PASSAGE SHOWN>
----------
Posted 7/17/2017 2:10 PM (GMT 0)
I have followed the rising statistics of pain patients who have chosen suicide owing to intractable pain when they no longer had access to prescription optiates through their medical provider/physician.
I read the news reports of suicide with a saddened heart and a felling of kindred spirit - even though I do not know the people identified. I "feel" the pain of others likely afflicted with severe, ongoing pain.
The suicide statistics of pain patients has become real and personal to me.
Last month, a close friend of my family made an irreversible act to jump off of a 4th floor balcony - sustaining life threatening injuries that she succumbed to last week. She left a explanatory note to her family, citing that she could no longer tolerate living in pain. She had been on prescription opiates for rheumatoid arthritis and had been subjected to unilateral dose reductions by her provider given the increasingly restrictive environment.
Her name was Jenny. Jenny was 56 years of age. A wife, a mother, and a new grand-mother. A former dental hygentist. A gardening enthusiast. A lover of dogs. A woman with a gentle soul and a kind heart. Jenny represents a light extinguished too early.
I knew Jenny from grade school. She was a year ahead of me.
Jenny's family is awash with overwhelming grief.
----------
DATA SECTION>
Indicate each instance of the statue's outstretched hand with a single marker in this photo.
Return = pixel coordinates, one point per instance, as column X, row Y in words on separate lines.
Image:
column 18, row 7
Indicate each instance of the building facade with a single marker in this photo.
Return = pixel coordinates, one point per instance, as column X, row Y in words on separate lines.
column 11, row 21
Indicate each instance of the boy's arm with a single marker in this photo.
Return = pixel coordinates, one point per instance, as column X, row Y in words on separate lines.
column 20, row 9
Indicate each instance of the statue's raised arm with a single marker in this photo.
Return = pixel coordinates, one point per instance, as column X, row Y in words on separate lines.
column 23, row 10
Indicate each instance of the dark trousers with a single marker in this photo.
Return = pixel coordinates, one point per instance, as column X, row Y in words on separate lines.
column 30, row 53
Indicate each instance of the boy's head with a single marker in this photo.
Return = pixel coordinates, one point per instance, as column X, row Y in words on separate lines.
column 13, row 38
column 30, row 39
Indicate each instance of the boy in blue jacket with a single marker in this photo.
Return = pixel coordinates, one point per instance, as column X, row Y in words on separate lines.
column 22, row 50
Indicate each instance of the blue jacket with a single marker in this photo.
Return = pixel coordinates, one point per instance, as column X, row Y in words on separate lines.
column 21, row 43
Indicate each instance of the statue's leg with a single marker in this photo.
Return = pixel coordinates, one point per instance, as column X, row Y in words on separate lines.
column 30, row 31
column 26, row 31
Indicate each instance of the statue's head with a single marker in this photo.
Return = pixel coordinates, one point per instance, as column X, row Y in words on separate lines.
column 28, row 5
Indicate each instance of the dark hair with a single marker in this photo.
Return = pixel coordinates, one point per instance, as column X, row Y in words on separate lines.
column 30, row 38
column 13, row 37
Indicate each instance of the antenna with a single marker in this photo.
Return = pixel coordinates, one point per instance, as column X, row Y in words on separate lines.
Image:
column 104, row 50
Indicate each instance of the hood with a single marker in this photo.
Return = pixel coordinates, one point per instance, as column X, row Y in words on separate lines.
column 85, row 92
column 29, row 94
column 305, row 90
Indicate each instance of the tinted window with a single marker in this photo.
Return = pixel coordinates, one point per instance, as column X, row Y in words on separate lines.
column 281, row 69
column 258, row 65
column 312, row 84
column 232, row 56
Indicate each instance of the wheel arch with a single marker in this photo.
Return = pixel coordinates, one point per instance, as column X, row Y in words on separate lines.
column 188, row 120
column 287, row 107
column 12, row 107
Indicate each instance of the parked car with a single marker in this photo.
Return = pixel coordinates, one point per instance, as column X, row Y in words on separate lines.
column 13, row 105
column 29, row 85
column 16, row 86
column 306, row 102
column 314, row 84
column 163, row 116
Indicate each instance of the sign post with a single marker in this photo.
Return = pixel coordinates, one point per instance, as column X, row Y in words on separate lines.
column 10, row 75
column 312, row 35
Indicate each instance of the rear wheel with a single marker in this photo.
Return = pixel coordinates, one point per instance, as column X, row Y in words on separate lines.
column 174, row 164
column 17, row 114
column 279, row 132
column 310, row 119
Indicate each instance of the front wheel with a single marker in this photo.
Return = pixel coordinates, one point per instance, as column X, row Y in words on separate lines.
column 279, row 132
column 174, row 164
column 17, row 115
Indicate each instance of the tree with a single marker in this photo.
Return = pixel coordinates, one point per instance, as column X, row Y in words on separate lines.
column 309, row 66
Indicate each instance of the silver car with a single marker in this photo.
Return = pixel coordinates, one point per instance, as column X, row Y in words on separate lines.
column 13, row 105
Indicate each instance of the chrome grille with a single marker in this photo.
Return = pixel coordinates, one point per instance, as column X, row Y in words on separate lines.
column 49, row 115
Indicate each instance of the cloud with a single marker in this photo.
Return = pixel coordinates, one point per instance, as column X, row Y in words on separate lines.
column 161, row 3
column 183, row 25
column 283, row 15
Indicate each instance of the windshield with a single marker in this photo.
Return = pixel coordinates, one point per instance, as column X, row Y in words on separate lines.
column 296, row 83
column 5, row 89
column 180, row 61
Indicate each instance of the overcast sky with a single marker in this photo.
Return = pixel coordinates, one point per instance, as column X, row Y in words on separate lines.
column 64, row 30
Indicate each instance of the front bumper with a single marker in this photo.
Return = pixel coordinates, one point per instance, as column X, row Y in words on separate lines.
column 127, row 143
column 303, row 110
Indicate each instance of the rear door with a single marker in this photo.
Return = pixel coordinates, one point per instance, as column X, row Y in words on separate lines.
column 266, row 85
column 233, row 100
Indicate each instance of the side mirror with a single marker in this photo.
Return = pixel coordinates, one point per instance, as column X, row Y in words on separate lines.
----------
EXERCISE SET>
[A] In the forum post about Jenny, what condition had she been taking prescription opiates for?
[B] Write the next part of the forum post about Jenny and pain patients.
The records can be set aside, since nothing here depends on them.

ANSWER SECTION>
[A] Rheumatoid arthritis.

[B]
I feel hollow inside thinking about Jenny. I can understand what drove her to to suicide. Unrelenting pain that consumes the totality of ones' being.
Jenny's story and suicide places a name and face to those with pain who are being denied pain relieving opiares as an over-reaction to the widely publicized opiate epidemic.
The world has lost a bright light in losing Jenny. I want Jenny to be more than a statistic and that is why I am writing this post.
While my pain is fairly well controlled with my current opiate cocktail, I have given thought to suicide when my pain experience has been severe for days-on-end. I can identify with my friend Jenny and what lead her to suicide.
Jenny, your family and friends will always carry you in their hearts.
It is a difficult time to be a person with pervasive pain. My friend, Jenny, paid the ultimate price and her family will forever grieve her loss.